Aim A -> In the terminal-emulator discussion, update the stretch from "This theoretical shell" through "shells on Windows." by changing "cygwin" to "MSYS2", and give that stretch again.
Aim B -> In the terminal-emulator discussion, what did Plan 9 use in place of terminal emulators?

Source text ->
○ ○ ○ ○
To me it feels silly to put a lot of effort into supporting things better in terminal emulators because they are not as flexible as actual user interfaces and I think the main reasons we still have them are historical.

Aside: I’d also like to see a command line shell which runs outside the terminal emulator rather than inside it.




>Aside: I’d also like to see a command line shell which runs outside the terminal emulator rather than inside it.

The problem with such a shell would be that all the simple utilities and tools one likes to use in a shell will not work without a tty (or pty or fake-pty-conhost.exe). So the shell by itself would be pretty useless.

This theoretical shell and its family of utilities would all have to emulate terminal emulators by using something of a common library of wrappers around tty functionality. At that point you've re-invented cygwin for your OS of choice. And you're going to be running the same kinds of stuff you'd run in a real terminal emulator.

I'm not being snarky. I gave this kind of thing a lot of thought many years ago when I was thinking of native GUI unix-style shells on Windows.

Unless you have a different use case in mind for this shell ?


>>Aside: I’d also like to see a command line shell which runs outside the terminal emulator rather than inside it.

Plan 9 did something like that with its rio windows (that replace the terminal emulators) and its rc shell.

https://9p.io/wiki/plan9/using_rio/index.html

http://man.cat-v.org/plan_9/1/rio

> The problem with such a shell would be that all the simple utilities and tools one likes to use in a shell will not work without a tty (or pty or fake-pty-conhost.exe). So the shell by itself would be pretty useless.

Right -- no vi, no emacs, no readline, no curses -- nothing that uses cursor addressing. You have to start all over. Plan 9 can be seen as an experiment to find out how much you can simplify if you can abandon backwards compatibility.
○ ○ ○ ○
Excerpted records ->

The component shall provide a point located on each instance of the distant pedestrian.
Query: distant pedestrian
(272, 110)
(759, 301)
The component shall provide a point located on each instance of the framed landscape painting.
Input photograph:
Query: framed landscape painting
○ ○ ○ ○
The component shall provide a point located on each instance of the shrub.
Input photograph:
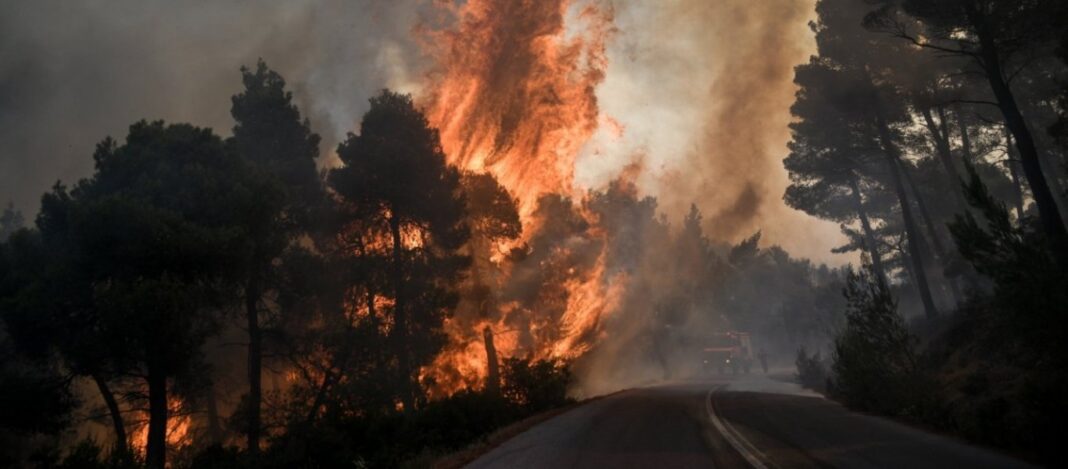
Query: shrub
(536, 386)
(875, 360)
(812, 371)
○ ○ ○ ○
Written reply A ->
This theoretical shell and its family of utilities would all have to emulate terminal emulators by using something of a common library of wrappers around tty functionality. At that point you've re-invented MSYS2 for your OS of choice. And you're going to be running the same kinds of stuff you'd run in a real terminal emulator.

I'm not being snarky. I gave this kind of thing a lot of thought many years ago when I was thinking of native GUI unix-style shells on Windows.

Written reply B -> Its rio windows.